The response must hold only the lines from the line containing "indicate the black" through the end of the listing, exactly as written.

____ Records

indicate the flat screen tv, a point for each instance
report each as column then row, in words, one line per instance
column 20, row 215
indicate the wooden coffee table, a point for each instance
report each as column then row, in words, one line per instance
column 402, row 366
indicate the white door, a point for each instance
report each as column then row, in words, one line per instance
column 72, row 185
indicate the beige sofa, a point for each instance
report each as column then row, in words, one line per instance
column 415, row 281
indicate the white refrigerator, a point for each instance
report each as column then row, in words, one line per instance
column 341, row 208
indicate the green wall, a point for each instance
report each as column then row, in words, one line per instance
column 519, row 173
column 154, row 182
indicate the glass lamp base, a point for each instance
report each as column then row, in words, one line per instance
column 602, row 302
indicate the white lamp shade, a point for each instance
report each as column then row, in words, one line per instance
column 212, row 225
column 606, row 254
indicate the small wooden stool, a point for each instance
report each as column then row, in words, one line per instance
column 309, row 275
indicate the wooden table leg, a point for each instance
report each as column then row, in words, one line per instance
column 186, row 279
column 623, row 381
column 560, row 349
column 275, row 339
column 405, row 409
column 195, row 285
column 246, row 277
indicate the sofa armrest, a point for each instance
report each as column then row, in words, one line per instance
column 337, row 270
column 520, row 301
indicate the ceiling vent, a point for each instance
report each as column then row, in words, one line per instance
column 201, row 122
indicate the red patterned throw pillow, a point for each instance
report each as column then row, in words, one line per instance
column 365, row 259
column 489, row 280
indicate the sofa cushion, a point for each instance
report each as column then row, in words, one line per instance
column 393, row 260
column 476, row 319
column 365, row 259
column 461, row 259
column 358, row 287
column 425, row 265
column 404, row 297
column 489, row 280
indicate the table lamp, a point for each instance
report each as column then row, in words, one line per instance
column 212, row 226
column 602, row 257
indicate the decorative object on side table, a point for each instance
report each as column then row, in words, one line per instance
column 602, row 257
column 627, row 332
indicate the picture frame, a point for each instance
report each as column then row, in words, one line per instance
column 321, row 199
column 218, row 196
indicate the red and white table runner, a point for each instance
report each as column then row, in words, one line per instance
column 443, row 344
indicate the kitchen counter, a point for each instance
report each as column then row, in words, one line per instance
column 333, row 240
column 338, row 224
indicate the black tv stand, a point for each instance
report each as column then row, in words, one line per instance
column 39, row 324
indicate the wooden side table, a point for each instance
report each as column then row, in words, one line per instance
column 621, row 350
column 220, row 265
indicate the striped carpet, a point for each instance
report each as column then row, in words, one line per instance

________

» **Completed exercise**
indicate the black tv stand, a point for each instance
report each as column then row, in words, one line per instance
column 39, row 324
indicate the wooden side table, a point for each instance
report each as column then row, in words, one line per instance
column 621, row 350
column 220, row 265
indicate the striped carpet, a point for each instance
report each as column then row, in words, one line per instance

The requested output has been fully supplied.